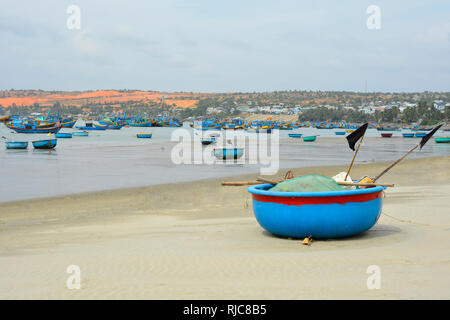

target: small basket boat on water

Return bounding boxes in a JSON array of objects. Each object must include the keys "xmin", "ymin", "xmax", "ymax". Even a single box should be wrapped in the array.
[
  {"xmin": 5, "ymin": 141, "xmax": 28, "ymax": 149},
  {"xmin": 72, "ymin": 131, "xmax": 89, "ymax": 137},
  {"xmin": 33, "ymin": 139, "xmax": 58, "ymax": 149},
  {"xmin": 213, "ymin": 148, "xmax": 244, "ymax": 160},
  {"xmin": 136, "ymin": 132, "xmax": 153, "ymax": 139},
  {"xmin": 55, "ymin": 132, "xmax": 72, "ymax": 139},
  {"xmin": 303, "ymin": 136, "xmax": 317, "ymax": 142}
]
____________________
*To do*
Reproduce every line of the items above, including the requests, but leave out the pictures. In the answers, shift each bounding-box coordinate up by 49.

*Correct output*
target: small basket boat on water

Return bounding boxes in a JSON array of objects. Each object must include the keys "xmin", "ymin", "xmax", "ymax". Even a single box should be wrapped in the array.
[
  {"xmin": 54, "ymin": 190, "xmax": 77, "ymax": 198},
  {"xmin": 121, "ymin": 180, "xmax": 138, "ymax": 186},
  {"xmin": 82, "ymin": 188, "xmax": 107, "ymax": 198},
  {"xmin": 262, "ymin": 197, "xmax": 293, "ymax": 209},
  {"xmin": 185, "ymin": 181, "xmax": 202, "ymax": 188},
  {"xmin": 104, "ymin": 181, "xmax": 121, "ymax": 188},
  {"xmin": 352, "ymin": 185, "xmax": 366, "ymax": 191}
]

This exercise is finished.